***** RECORD SET *****
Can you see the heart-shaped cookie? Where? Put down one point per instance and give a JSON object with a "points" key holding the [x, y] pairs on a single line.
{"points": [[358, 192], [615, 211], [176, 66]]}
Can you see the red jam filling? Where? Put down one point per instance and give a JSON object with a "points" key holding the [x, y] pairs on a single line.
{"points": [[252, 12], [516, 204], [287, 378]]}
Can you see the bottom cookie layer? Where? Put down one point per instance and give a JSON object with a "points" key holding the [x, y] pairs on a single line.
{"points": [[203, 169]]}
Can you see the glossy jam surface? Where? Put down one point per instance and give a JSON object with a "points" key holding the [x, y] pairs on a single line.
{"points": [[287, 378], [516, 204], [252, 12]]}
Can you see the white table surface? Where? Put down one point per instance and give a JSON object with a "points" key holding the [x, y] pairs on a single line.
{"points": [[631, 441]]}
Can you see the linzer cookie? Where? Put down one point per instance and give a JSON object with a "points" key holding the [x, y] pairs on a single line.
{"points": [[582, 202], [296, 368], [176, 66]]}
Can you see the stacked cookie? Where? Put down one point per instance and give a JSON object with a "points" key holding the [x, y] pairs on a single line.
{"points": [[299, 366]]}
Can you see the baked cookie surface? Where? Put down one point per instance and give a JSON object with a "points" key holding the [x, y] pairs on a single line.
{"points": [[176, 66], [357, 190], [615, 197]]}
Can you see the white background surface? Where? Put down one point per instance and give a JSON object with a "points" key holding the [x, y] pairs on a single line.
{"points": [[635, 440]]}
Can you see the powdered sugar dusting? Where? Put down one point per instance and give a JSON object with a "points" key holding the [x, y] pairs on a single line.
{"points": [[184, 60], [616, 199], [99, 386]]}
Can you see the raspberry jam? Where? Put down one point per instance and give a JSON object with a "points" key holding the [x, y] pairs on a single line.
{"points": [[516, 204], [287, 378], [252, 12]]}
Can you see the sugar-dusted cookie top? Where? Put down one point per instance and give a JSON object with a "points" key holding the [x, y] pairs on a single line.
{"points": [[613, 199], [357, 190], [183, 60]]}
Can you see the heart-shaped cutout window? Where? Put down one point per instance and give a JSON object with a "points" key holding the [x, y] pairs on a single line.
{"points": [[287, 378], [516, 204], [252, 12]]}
*****
» **EXERCISE PROMPT**
Copy out every one of these lines as they are, with no changes.

» **WRITTEN ANSWER**
Can you see the heart-shaped cookie? Where? Put down one point per instance and give a JSON object with a "points" key holding the [x, y] pairs on a single line.
{"points": [[358, 192], [615, 211], [176, 66]]}
Can you see the red jam filling? Where? Put down one point per instance and give a JSON object with a "points" key holding the [x, y] pairs on a single line.
{"points": [[252, 12], [516, 204], [287, 378]]}
Can you see the bottom cookie layer? Where? Put down one point per instance and give a JSON object with a "points" key holding the [x, y] pairs on a single line.
{"points": [[203, 169]]}
Can you see the glossy jam surface? Where? Put down one point per instance and give a JSON object with a "points" key holding the [x, y] pairs on a single line.
{"points": [[287, 378], [516, 204], [252, 12]]}
Can you see the white table surface? Where? Put down one point per instance and give a JSON object with a "points" key holding the [x, y] pairs on a single line.
{"points": [[631, 441]]}
Can you see the linzer cookie? Where? Put down one point per instance and give a JSON object with a "points" key holding the [x, y] pairs on a single line.
{"points": [[582, 202], [296, 368], [176, 66]]}
Can you see the stacked cookie? Where? Put down one point per instance and give a JSON object with a "points" key holding the [x, y] pairs on a single line.
{"points": [[299, 366]]}
Can you see the baked cookie surface? Where? Put down one point per instance and give a JSON object with a "points" key holding the [x, y] pairs on a single line.
{"points": [[176, 66], [357, 190], [615, 197]]}
Can you see the white background surface? Where? Put down one point per instance and give a JSON object with a "points" key holding the [x, y] pairs on a single line.
{"points": [[635, 440]]}
Can you see the powdered sugar dusting? Where? Put down one point per instance and give a JSON object with a "points" key holding the [x, y] pairs on a single line.
{"points": [[184, 60], [616, 199], [99, 386]]}
Can you see the raspberry jam? Where? Put down one point per instance and give a JSON object with a "points" key holding the [x, y] pairs on a single line.
{"points": [[516, 204], [287, 378], [252, 12]]}
Can you see the sugar-dusted cookie top? Where? Put down one point per instance and give a JSON object with a "points" key holding the [x, y] pairs on a single line.
{"points": [[613, 199], [357, 190], [183, 60]]}
Can you see the heart-shaped cutout window? Where? Put down one point per instance and give a JSON object with a "points" key holding the [x, y] pairs on a single line.
{"points": [[287, 378], [516, 204], [252, 12]]}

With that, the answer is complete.